• _Problem to work on_:
Reproduce the material below line for line without changing anything, but leave out the pictures.

==== Supplied material ====

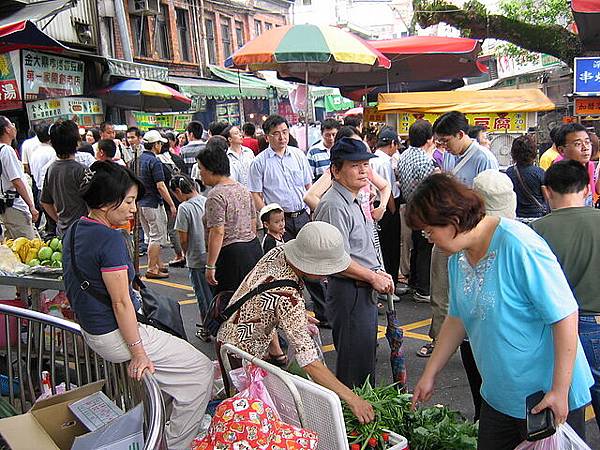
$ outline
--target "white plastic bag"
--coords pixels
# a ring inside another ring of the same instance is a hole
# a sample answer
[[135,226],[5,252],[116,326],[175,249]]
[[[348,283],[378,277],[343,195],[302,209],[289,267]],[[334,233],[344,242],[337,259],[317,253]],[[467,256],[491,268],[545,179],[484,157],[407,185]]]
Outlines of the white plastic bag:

====

• _Output for this task_:
$ outline
--target "white plastic bag"
--coords pixels
# a ring inside another ring of the same instance is a hole
# a sample answer
[[135,226],[5,252],[116,326],[175,249]]
[[[348,283],[378,277],[343,195],[302,209],[289,267]],[[334,233],[344,242],[337,259],[317,253]],[[467,256],[491,268],[545,179],[484,157],[407,185]]]
Outlines of the white plastic bag:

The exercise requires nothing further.